--- BEGIN Passage to read ---
How to Post Bail for your Temporary Liberty


Getting out of Jail after an  arrest. What you need to know about bail -- what it is, how it's set  and how to pay it


Often, a person's first thought upon landing in jail is how to get out -- and fast. The usual way to do this to "post bail." Bail is cash or a cash equivalent that an arrested person gives to a court to ensure that he will appear in court when ordered to do so. If the accused doesn't show up, the court keeps the bail and issues a warrant for the arrest of the accused.


Bail can take any of the following forms:

  1. Cash or check for the full amount of the bail

  2. Property worth the full amount of the bail

  3. A surety bond (that is, a guaranteed payment of the full bail amount)

  4. A waiver of payment on the condition that the accused appear in court at the required time (commonly called "release on one's own recognizance").

How Bail is set?


Public Prosecutors are responsible for setting bail. Because many people want to get out of jail immediately (depending on when you are arrested, it can take a day or two before you the see a judge). The Department of Justice ( set standard bail schedules which specify bail amounts for all bailable crimes and offenses. An arrested person can get out of jail quickly by paying the amount set forth in the bail schedule.


Unless the charged is punishable by death or life imprisonment and the evidence of guilt is strong, the 1987 Constitution requires that every person charged for a crime or offense has the right to post bail which should not be excessive. This means that bail should not be used to raise money for the government or to punish a person for being suspected of committing a crime. Remember: The purpose of bail is to give an arrested person her freedom until she is convicted of a crime, and the amount of bail must be no more than is reasonably necessary to keep her from fleeing before a case is over.


If a person can't afford the amount of bail on the bail schedule, he or she can ask a judge to lower it by filing a Motion to Reduce Bail Bond.  The accused can also file a Petition for Bail on the ground that the evidence against him is not strong, even if he or she is facing a

non-bailable offense.
--- END Passage to read ---
**What is asked**:
1. According to the passage on posting bail, what does the court do if the accused fails to appear?
2. Write out the portion of the passage on posting bail that opens with the words containing "Bail can take" and closes with "the bail schedule.".
The entries that follow have no connection to the passage on posting bail.
--- BEGIN Records provided ---
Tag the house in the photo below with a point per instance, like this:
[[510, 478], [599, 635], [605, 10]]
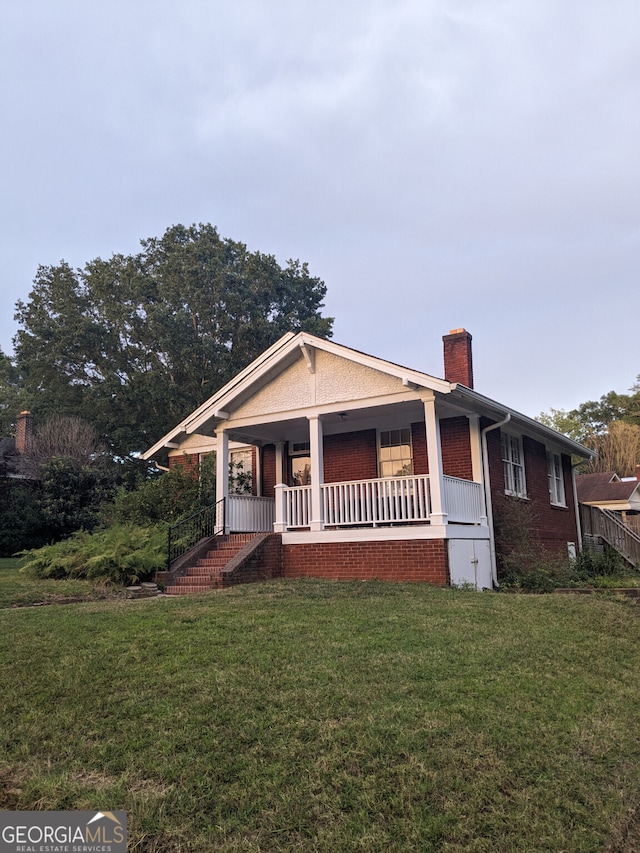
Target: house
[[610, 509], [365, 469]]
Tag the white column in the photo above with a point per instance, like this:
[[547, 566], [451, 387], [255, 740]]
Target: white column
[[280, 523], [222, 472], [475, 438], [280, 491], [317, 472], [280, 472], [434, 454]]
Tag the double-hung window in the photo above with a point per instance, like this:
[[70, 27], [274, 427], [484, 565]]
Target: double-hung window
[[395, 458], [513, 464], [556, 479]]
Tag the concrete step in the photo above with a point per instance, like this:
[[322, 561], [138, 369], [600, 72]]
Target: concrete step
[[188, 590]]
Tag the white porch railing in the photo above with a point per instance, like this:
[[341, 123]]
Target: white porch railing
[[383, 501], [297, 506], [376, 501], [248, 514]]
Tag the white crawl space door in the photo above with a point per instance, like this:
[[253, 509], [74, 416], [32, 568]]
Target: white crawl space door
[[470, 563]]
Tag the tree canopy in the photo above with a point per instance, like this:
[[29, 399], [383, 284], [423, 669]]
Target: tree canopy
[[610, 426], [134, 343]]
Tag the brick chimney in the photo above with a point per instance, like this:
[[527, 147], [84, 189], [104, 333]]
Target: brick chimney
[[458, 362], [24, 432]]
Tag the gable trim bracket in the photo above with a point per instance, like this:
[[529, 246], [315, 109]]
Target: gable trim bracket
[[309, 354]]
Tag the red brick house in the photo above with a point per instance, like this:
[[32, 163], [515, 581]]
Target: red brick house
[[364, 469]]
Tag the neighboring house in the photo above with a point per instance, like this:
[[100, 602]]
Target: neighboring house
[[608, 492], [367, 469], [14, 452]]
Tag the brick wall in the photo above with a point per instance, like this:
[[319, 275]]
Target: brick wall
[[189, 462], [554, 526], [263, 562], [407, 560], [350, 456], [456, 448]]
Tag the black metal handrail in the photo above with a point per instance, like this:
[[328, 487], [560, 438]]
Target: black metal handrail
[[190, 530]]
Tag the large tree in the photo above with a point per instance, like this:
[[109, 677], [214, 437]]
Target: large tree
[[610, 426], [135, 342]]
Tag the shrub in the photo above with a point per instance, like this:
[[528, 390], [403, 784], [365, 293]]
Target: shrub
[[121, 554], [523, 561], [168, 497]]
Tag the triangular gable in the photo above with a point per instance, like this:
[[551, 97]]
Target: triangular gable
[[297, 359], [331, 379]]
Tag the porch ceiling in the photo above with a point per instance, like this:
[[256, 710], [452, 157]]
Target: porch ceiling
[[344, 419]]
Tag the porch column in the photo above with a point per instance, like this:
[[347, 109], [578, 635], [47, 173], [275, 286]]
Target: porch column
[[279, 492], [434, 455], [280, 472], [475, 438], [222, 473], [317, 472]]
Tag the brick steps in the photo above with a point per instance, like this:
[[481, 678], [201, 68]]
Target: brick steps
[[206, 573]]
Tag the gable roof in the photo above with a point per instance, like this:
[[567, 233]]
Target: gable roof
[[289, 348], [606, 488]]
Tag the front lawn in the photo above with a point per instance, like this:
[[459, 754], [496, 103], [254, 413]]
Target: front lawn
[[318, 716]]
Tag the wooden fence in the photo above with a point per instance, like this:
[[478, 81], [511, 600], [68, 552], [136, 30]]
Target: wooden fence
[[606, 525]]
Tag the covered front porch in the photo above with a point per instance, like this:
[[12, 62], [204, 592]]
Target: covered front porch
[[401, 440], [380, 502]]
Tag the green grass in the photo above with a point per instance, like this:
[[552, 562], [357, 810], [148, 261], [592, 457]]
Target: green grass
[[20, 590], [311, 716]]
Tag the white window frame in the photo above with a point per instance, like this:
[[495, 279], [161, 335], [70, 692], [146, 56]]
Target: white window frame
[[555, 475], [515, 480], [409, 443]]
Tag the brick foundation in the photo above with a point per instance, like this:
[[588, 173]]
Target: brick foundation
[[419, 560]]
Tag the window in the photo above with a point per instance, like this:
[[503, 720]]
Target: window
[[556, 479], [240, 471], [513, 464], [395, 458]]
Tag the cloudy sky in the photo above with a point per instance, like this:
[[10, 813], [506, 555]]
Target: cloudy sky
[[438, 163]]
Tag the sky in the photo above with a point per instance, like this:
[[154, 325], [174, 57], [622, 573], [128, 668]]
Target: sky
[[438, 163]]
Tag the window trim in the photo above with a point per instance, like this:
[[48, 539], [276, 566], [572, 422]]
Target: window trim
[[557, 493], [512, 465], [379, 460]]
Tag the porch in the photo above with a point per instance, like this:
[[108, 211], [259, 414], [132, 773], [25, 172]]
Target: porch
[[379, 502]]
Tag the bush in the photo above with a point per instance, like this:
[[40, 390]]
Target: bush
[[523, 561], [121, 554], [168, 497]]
--- END Records provided ---
--- BEGIN Records provided ---
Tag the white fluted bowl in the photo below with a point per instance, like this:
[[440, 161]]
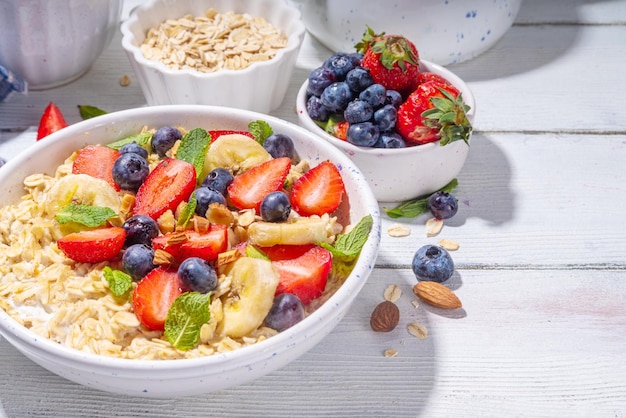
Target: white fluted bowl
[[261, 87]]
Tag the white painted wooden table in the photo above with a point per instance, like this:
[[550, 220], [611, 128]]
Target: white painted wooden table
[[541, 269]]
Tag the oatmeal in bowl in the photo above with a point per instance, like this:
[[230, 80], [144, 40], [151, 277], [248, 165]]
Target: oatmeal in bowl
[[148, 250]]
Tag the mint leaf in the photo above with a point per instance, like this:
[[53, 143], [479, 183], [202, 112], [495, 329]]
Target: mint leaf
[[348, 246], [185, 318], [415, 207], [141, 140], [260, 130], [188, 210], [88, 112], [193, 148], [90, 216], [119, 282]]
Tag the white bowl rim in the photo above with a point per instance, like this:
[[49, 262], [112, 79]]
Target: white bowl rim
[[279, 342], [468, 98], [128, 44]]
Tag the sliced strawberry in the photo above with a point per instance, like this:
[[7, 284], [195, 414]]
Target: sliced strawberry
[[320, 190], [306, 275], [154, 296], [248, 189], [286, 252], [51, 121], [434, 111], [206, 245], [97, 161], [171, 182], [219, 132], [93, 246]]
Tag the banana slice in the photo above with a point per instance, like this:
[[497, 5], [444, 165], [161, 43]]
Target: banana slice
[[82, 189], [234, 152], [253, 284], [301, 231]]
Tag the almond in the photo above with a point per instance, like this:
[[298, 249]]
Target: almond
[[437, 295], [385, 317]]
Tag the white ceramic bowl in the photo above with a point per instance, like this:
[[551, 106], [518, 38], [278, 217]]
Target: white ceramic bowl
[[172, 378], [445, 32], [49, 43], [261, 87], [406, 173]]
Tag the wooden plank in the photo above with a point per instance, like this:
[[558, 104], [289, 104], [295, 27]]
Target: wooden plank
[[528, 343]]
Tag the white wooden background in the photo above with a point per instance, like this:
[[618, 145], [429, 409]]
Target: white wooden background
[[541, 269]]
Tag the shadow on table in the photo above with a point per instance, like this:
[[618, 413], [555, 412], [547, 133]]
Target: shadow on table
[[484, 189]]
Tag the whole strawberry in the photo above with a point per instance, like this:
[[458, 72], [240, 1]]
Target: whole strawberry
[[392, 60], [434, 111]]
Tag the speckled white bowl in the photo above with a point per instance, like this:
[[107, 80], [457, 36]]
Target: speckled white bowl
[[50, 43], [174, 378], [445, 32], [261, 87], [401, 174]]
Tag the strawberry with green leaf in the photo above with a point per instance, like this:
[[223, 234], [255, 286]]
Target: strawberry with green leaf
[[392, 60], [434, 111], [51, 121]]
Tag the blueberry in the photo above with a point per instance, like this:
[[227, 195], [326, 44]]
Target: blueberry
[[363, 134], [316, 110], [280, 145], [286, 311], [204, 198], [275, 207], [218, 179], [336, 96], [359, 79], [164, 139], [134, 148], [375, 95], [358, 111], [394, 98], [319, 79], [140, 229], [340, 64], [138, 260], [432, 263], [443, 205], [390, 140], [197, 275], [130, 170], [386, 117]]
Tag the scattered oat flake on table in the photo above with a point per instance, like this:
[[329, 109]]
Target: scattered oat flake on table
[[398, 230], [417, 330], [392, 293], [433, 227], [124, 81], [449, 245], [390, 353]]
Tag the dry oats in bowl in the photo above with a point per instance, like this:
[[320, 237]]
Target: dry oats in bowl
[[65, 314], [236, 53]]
--- END Records provided ---
--- BEGIN Records provided ---
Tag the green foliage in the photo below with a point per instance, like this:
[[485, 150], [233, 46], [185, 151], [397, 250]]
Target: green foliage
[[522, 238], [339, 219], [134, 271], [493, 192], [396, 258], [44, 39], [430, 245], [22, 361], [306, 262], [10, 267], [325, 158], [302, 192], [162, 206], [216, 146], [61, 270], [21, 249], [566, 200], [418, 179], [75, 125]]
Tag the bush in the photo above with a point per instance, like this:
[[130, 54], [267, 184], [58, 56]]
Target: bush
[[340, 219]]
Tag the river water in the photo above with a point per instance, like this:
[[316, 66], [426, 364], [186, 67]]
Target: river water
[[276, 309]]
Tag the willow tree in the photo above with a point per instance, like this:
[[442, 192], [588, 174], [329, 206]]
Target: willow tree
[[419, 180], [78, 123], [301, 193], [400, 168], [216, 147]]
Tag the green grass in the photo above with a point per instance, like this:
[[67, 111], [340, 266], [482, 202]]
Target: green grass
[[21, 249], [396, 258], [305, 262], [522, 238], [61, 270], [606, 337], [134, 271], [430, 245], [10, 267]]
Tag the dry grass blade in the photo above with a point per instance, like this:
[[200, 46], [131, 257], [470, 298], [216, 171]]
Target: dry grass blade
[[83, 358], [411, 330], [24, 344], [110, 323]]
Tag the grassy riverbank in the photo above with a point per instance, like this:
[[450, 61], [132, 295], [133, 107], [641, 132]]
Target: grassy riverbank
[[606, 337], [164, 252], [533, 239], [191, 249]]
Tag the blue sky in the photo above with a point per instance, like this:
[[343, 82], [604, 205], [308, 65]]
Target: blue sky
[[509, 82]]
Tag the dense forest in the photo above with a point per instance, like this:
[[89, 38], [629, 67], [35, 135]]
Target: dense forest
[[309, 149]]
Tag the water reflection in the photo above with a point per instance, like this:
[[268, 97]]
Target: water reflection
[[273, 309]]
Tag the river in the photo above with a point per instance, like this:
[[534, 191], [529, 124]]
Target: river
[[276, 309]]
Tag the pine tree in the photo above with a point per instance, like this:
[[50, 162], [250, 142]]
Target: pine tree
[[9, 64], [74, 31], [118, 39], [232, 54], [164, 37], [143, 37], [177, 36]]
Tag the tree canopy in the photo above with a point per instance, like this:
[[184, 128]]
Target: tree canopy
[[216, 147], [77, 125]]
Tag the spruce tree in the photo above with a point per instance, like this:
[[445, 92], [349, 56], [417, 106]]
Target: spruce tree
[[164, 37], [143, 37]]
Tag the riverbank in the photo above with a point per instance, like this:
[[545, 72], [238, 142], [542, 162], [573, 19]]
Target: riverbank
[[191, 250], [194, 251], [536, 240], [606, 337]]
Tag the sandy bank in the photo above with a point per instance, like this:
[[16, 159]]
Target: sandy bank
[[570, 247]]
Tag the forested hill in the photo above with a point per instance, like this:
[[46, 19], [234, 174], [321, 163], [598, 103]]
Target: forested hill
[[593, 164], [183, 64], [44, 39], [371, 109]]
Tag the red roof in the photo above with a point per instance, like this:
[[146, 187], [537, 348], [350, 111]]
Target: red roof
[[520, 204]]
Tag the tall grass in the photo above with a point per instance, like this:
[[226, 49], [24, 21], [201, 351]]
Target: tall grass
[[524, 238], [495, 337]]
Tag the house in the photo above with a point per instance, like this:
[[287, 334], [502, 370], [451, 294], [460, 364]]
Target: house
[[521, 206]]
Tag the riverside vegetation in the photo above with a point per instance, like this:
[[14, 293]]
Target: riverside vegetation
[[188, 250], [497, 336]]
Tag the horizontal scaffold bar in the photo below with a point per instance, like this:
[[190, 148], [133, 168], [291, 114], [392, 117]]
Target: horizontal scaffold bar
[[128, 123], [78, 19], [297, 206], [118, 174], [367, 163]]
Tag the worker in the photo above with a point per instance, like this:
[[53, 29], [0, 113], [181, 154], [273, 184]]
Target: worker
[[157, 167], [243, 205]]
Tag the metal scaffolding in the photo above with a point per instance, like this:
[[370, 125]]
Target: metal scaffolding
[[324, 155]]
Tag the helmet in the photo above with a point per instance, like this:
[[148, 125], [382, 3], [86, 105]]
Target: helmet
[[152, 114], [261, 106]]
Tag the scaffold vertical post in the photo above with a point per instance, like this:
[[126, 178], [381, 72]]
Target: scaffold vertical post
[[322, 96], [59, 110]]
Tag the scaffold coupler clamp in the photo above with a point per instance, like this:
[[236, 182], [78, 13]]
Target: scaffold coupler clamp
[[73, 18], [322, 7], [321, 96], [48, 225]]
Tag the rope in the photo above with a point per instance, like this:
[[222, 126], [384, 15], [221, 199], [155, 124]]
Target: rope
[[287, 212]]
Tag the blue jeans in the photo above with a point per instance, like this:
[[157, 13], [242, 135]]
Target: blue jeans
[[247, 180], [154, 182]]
--- END Records provided ---
**Exercise answers**:
1. The court keeps the bail and issues a warrant for the arrest of the accused.

2.
Bail can take any of the following forms:

  1. Cash or check for the full amount of the bail

  2. Property worth the full amount of the bail

  3. A surety bond (that is, a guaranteed payment of the full bail amount)

  4. A waiver of payment on the condition that the accused appear in court at the required time (commonly called "release on one's own recognizance").

How Bail is set?


Public Prosecutors are responsible for setting bail. Because many people want to get out of jail immediately (depending on when you are arrested, it can take a day or two before you the see a judge). The Department of Justice ( set standard bail schedules which specify bail amounts for all bailable crimes and offenses. An arrested person can get out of jail quickly by paying the amount set forth in the bail schedule.